--- WHAT THE EXERCISE ASKS ---
Put every line of the data below into a JSON list of strings, one string per line, leaving out blank lines.
^^^^^^^^^^^^^^^^
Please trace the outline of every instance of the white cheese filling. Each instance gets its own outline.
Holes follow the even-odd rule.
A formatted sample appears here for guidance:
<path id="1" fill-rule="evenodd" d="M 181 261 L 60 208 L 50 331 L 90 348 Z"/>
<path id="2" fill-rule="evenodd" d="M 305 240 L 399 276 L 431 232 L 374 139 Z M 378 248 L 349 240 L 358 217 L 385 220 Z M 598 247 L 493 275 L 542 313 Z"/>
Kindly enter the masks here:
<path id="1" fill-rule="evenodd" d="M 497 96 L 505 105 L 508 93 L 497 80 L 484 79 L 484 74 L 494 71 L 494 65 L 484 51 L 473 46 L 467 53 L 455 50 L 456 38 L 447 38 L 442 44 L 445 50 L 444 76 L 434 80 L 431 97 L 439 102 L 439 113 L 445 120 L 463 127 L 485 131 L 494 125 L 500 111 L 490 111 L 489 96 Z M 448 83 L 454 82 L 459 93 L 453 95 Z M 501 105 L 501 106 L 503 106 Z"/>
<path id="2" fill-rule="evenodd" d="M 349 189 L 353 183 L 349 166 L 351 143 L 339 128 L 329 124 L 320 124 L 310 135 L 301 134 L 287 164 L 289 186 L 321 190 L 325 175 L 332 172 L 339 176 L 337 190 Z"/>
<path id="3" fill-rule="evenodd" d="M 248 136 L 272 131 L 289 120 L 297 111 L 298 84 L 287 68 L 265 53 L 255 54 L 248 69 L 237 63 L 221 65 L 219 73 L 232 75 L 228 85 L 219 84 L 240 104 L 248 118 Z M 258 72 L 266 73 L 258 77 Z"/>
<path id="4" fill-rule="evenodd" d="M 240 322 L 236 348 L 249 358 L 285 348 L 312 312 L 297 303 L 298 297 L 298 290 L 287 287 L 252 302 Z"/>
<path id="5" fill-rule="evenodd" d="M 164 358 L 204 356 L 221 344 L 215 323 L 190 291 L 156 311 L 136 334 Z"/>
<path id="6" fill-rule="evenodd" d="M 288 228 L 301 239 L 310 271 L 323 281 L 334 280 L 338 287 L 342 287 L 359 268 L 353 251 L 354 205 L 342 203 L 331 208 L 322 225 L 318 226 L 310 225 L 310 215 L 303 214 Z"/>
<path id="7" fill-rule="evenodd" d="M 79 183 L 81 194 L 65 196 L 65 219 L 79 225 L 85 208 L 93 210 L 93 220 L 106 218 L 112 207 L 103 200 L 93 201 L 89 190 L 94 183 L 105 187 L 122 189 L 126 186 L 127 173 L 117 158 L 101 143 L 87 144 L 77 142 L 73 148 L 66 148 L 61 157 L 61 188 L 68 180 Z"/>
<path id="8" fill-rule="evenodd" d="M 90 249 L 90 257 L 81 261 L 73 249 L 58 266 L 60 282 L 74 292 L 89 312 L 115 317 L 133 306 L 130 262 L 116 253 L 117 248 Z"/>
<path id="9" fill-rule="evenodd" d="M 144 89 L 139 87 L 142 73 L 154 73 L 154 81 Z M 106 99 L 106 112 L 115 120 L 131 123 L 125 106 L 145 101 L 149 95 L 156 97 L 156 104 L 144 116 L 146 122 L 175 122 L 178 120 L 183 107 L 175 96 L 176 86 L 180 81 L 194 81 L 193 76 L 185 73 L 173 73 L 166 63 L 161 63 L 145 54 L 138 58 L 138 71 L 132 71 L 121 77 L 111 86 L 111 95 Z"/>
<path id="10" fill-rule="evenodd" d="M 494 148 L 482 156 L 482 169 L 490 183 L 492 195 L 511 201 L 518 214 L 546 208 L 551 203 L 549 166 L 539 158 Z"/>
^^^^^^^^^^^^^^^^
--- SOLUTION BELOW ---
[
  "Please trace the outline of every instance of the white cheese filling. Each instance gets its own outline.",
  "Holes follow the even-odd rule.",
  "A formatted sample appears here for guidance:",
  "<path id=\"1\" fill-rule=\"evenodd\" d=\"M 181 261 L 60 208 L 50 331 L 90 348 Z\"/>",
  "<path id=\"2\" fill-rule=\"evenodd\" d=\"M 305 240 L 399 276 L 431 232 L 374 139 Z M 378 248 L 349 240 L 358 217 L 385 220 Z M 598 247 L 493 275 L 542 313 Z\"/>",
  "Kindly enter the masks here:",
  "<path id=\"1\" fill-rule=\"evenodd\" d=\"M 497 96 L 505 105 L 508 93 L 497 80 L 484 79 L 484 74 L 494 71 L 494 65 L 484 51 L 473 46 L 467 53 L 455 50 L 456 38 L 447 38 L 442 44 L 445 50 L 444 76 L 434 80 L 431 97 L 439 102 L 439 113 L 445 120 L 463 127 L 485 131 L 494 125 L 500 111 L 490 111 L 489 96 Z M 448 83 L 454 82 L 459 93 L 453 95 Z M 501 105 L 501 106 L 503 106 Z\"/>",
  "<path id=\"2\" fill-rule=\"evenodd\" d=\"M 349 189 L 353 183 L 349 166 L 351 143 L 339 128 L 329 124 L 320 124 L 310 135 L 301 134 L 287 164 L 289 186 L 321 190 L 325 175 L 332 172 L 339 176 L 337 190 Z\"/>",
  "<path id=\"3\" fill-rule=\"evenodd\" d=\"M 248 136 L 272 131 L 289 120 L 297 111 L 298 84 L 287 68 L 265 53 L 255 54 L 248 69 L 237 63 L 221 65 L 219 73 L 232 75 L 228 85 L 219 84 L 240 104 L 248 118 Z M 258 72 L 266 73 L 258 77 Z\"/>",
  "<path id=\"4\" fill-rule=\"evenodd\" d=\"M 240 322 L 236 348 L 249 358 L 285 348 L 312 312 L 297 303 L 298 297 L 298 290 L 287 287 L 252 302 Z\"/>",
  "<path id=\"5\" fill-rule=\"evenodd\" d=\"M 164 358 L 204 356 L 221 344 L 215 323 L 190 291 L 156 311 L 136 334 Z\"/>",
  "<path id=\"6\" fill-rule=\"evenodd\" d=\"M 288 228 L 301 239 L 310 271 L 323 281 L 334 280 L 338 287 L 342 287 L 359 268 L 353 251 L 354 205 L 342 203 L 331 208 L 322 225 L 318 226 L 310 225 L 310 215 L 303 214 Z\"/>",
  "<path id=\"7\" fill-rule=\"evenodd\" d=\"M 79 183 L 81 194 L 65 196 L 65 219 L 79 225 L 85 208 L 93 210 L 93 220 L 106 218 L 112 207 L 103 200 L 93 201 L 89 190 L 94 183 L 105 187 L 122 189 L 126 186 L 127 173 L 117 158 L 101 143 L 87 144 L 77 142 L 73 148 L 66 148 L 61 157 L 61 188 L 68 180 Z\"/>",
  "<path id=\"8\" fill-rule=\"evenodd\" d=\"M 90 249 L 90 257 L 81 261 L 73 249 L 58 266 L 60 282 L 74 292 L 89 312 L 115 317 L 133 306 L 130 262 L 116 253 L 117 248 Z\"/>",
  "<path id=\"9\" fill-rule=\"evenodd\" d=\"M 144 89 L 139 87 L 142 73 L 154 73 L 154 81 Z M 106 99 L 106 112 L 115 120 L 131 123 L 125 106 L 145 101 L 149 95 L 156 97 L 156 104 L 144 116 L 146 122 L 175 122 L 178 120 L 183 107 L 175 96 L 176 86 L 180 81 L 194 81 L 193 76 L 185 73 L 173 73 L 166 63 L 161 63 L 145 54 L 138 58 L 138 71 L 132 71 L 121 77 L 111 86 L 111 95 Z\"/>",
  "<path id=\"10\" fill-rule=\"evenodd\" d=\"M 494 148 L 482 156 L 482 169 L 490 183 L 492 195 L 511 201 L 518 214 L 546 208 L 551 203 L 549 166 L 539 158 Z\"/>"
]